# Work instructions
To complete the exercise, repeat every record exactly as it stands.
──────── Data records ────────
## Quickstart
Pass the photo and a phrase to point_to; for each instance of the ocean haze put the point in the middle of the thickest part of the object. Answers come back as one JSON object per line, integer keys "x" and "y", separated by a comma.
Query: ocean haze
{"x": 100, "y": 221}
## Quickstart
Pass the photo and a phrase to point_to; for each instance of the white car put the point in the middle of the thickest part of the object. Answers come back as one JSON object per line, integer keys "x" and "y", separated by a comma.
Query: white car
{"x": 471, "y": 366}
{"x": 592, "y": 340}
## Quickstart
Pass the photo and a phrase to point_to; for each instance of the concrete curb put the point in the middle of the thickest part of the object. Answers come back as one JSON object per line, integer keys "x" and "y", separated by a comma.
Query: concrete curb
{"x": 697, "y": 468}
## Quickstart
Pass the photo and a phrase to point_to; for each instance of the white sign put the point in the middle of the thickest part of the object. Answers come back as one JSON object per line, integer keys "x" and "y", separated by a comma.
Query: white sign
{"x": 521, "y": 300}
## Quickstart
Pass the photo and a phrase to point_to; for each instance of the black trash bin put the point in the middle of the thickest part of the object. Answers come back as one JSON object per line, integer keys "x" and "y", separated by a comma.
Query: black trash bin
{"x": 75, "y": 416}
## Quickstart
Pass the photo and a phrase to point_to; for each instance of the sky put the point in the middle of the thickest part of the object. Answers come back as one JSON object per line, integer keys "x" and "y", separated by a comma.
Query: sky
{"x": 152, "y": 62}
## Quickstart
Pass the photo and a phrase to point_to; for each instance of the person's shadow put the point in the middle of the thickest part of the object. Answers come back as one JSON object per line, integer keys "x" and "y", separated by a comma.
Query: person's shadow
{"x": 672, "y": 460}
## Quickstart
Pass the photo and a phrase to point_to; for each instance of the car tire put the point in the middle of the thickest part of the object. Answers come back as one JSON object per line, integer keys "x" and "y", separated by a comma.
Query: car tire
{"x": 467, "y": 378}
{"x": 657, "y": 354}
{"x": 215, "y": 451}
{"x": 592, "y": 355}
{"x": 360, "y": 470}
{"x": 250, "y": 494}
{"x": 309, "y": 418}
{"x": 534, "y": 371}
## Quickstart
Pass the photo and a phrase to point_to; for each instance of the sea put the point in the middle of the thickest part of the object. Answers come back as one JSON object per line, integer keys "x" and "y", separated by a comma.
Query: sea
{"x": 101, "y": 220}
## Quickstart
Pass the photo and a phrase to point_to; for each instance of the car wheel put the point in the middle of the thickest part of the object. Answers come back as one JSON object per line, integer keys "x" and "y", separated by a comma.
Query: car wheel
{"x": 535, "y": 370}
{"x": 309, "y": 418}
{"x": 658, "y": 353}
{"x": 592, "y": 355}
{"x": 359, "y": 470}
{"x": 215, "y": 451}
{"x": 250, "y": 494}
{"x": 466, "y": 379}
────────
# Reply to the task
## Quickstart
Pass the photo and a phrase to point_to; for each instance of the ocean haze put the point in the middle of the thickest part of the object. Answers come back as one JSON object per line, integer keys "x" and "y", separated by a comma.
Query: ocean haze
{"x": 100, "y": 221}
## Quickstart
Pass the photo and a phrase to point_to; for each instance of the white car put the point in the middle of the thickest part of the object. Answers come back as one JSON object per line, integer keys "x" and "y", separated by a comma.
Query: white car
{"x": 471, "y": 366}
{"x": 592, "y": 340}
## Quickstart
Pass the photo and a phrase to point_to; for each instance of the concrete curb put the point in the middle of the thickest part of the object. Answers come back as one JSON object per line, integer keys "x" and "y", separated by a comma.
Query: concrete curb
{"x": 697, "y": 468}
## Quickstart
Pass the photo and a phrase to point_to; for each instance of the white sign put the point in the middle of the thickest part of the object. Answers come back as one JSON object per line, integer keys "x" and "y", separated by a comma.
Query: white sign
{"x": 521, "y": 300}
## Quickstart
Pass the photo and a phrase to point_to; for each instance of the black trash bin put the point in the middle of the thickest part of the object. Answers come back as one JSON object per line, integer keys "x" and "y", separated by a comma.
Query: black trash bin
{"x": 75, "y": 416}
## Quickstart
Pass the photo and a phrase to point_to; for each instance of the sky put the point in the middle of the thickest part of the object. Answers come back as one JSON object per line, integer keys "x" and "y", separated by a comma.
Query: sky
{"x": 152, "y": 62}
## Quickstart
Pass the photo and a phrase to point_to; for each instance of the person's shadow put the point in the middle of the thickest part of the object. Answers come back as one JSON object per line, integer keys "x" and "y", separated by a comma.
Query: person's shadow
{"x": 672, "y": 460}
## Quickstart
Pass the photo and a phrase to point_to; for each instance of the car tire put the point in the middle of the thickest part of the object. Answers come back as one JSON object per line, integer keys "x" and "y", separated by a comma.
Query: car tire
{"x": 467, "y": 378}
{"x": 657, "y": 354}
{"x": 215, "y": 451}
{"x": 592, "y": 355}
{"x": 360, "y": 470}
{"x": 250, "y": 494}
{"x": 309, "y": 418}
{"x": 534, "y": 371}
## Quickstart
Pass the photo and a phrase to point_to; for each instance of the sea put the point in the middle of the thickest part of the object. Answers come back as one JSON object per line, integer keys "x" and "y", separated by a comma.
Query: sea
{"x": 101, "y": 220}
## Quickstart
Pass the photo and a phrase to point_to; for each instance of the car wheel put the point in the middle of the thickest part of the object. Answers come back as one JSON object per line, integer keys "x" and "y", separated by a comma.
Query: car wheel
{"x": 535, "y": 370}
{"x": 309, "y": 418}
{"x": 658, "y": 353}
{"x": 592, "y": 355}
{"x": 359, "y": 470}
{"x": 215, "y": 451}
{"x": 250, "y": 494}
{"x": 466, "y": 379}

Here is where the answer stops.